PROVIDED ENTRIES:
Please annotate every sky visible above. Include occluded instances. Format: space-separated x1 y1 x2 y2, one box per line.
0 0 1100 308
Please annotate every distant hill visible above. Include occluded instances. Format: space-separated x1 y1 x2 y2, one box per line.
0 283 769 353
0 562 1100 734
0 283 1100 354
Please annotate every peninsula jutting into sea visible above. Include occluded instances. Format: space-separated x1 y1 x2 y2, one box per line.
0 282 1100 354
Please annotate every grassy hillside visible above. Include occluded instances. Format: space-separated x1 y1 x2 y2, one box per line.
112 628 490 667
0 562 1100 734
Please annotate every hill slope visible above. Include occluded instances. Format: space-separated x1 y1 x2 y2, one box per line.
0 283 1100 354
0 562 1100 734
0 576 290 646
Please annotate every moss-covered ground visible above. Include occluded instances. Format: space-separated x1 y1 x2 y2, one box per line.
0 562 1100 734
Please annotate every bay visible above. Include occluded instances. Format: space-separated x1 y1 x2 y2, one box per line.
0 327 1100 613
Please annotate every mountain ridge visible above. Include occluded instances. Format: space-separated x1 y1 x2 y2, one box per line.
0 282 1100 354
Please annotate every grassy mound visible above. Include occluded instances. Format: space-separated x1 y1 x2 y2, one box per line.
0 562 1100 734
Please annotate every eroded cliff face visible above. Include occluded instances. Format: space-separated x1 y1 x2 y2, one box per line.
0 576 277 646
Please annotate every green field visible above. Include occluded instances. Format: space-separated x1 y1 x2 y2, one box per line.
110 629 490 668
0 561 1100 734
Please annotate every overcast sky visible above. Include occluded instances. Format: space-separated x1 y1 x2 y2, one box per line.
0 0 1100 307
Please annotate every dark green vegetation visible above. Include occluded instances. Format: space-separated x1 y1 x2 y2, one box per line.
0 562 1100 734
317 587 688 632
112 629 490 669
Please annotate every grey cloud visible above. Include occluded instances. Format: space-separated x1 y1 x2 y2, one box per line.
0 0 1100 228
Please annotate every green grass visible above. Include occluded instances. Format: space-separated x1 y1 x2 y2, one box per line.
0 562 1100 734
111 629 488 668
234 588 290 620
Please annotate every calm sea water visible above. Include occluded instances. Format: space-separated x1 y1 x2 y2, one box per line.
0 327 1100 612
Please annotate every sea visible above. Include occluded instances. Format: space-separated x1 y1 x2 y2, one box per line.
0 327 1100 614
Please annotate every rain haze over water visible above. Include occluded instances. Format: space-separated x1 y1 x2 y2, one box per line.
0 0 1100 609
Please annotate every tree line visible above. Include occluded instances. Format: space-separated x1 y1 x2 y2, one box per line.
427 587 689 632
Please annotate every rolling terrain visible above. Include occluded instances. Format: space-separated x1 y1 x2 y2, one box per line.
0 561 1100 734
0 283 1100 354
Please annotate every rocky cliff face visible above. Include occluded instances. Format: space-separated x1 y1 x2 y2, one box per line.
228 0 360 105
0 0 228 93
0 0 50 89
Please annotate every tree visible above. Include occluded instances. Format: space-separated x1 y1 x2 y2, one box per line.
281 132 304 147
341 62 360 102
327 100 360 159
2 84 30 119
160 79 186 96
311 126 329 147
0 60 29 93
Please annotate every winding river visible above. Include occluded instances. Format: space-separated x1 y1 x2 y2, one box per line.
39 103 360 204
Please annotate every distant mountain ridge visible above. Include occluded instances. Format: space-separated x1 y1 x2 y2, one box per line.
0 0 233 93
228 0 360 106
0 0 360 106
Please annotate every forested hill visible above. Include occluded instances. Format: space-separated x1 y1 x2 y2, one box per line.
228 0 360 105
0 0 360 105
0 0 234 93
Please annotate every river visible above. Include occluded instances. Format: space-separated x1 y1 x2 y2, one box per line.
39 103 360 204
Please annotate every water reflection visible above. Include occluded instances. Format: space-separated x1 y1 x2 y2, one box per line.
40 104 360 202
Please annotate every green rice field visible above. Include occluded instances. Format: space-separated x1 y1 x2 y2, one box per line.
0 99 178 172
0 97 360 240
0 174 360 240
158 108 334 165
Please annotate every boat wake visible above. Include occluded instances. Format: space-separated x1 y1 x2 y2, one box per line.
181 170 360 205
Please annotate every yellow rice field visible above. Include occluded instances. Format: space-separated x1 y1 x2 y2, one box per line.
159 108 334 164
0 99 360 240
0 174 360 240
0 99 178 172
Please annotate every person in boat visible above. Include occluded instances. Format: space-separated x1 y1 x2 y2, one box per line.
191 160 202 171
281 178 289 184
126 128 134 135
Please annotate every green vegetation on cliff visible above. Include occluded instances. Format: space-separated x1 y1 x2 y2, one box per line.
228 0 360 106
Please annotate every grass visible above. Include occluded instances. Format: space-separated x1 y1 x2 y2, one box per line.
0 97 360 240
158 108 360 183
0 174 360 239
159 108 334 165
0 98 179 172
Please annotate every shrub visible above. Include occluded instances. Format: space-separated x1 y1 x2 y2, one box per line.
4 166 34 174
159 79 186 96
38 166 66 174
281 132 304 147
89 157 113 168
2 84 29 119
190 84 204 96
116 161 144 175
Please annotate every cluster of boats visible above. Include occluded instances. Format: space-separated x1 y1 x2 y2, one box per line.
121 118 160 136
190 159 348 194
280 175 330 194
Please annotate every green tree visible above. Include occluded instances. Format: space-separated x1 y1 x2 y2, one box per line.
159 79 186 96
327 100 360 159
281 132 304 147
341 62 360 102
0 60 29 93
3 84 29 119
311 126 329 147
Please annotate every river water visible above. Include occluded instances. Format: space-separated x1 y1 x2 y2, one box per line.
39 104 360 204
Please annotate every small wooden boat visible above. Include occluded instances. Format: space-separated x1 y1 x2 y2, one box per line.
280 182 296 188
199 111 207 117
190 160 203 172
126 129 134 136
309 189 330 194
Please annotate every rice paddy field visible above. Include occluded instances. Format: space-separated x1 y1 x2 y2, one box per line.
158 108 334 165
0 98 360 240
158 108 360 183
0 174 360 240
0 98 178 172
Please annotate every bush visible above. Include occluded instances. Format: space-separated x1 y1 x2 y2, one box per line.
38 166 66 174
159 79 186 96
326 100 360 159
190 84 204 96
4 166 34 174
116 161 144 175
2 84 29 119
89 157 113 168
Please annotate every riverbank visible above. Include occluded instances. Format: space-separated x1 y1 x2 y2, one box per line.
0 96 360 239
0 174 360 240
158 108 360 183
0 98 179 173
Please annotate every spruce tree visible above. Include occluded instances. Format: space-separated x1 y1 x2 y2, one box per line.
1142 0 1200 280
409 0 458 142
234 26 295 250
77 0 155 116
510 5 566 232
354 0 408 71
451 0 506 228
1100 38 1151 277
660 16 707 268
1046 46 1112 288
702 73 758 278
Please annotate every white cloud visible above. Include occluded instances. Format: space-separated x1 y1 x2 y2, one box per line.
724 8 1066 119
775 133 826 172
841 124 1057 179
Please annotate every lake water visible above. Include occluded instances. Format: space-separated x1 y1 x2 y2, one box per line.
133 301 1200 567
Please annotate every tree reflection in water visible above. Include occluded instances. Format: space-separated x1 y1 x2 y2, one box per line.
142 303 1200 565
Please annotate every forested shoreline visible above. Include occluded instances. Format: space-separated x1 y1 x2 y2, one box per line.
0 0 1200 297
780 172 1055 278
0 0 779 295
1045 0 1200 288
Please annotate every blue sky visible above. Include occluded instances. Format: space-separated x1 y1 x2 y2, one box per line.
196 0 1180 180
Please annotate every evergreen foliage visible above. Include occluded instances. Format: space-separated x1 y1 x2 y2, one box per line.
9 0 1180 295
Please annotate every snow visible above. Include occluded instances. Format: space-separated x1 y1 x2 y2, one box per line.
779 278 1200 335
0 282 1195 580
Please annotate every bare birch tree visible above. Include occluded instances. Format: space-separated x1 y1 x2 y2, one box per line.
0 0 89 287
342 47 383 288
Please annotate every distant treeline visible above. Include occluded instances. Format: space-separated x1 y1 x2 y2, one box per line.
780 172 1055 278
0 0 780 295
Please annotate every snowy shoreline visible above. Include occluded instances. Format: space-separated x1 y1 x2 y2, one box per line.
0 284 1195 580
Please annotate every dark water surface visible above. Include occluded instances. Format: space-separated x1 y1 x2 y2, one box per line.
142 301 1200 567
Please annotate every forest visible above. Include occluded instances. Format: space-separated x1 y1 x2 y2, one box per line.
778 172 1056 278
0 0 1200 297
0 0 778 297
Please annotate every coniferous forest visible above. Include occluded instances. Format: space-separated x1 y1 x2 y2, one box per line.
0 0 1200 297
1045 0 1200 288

WHAT IS EXPECTED:
Copy the records above verbatim, from the line with "Please annotate every river water" to the line with "0 98 179 173", including both of those lines.

FINAL RESULT:
Please annotate every river water visible above. Include occluded instances. Format: space-separated x1 y1 x2 y2, one box per line.
39 104 360 204
Please annotate every small wooden boat visible above. Include occluded instances. Format: space-separated x1 y1 x2 y2, one box per line.
280 182 296 188
199 111 207 117
190 160 203 172
126 129 134 136
309 189 330 194
Please annotate every rice paddy field visible above. Include occluded instances. Format: space-separated x1 y1 x2 y2, one box per line.
158 108 334 165
0 98 360 240
158 108 360 183
0 174 360 240
0 98 178 172
Please annotate every bush visible above. Include occluded instances. Format: space-separated x1 y1 x2 y2, one box per line.
38 166 66 174
159 79 186 96
326 100 360 159
190 84 204 96
4 166 34 174
116 161 144 175
2 84 29 119
89 157 113 168
Please annotate every riverbank visible above. Include occluded instances. Format: space-separated x1 y1 x2 y2, one box per line.
0 96 360 239
0 174 360 240
158 108 360 183
0 98 179 173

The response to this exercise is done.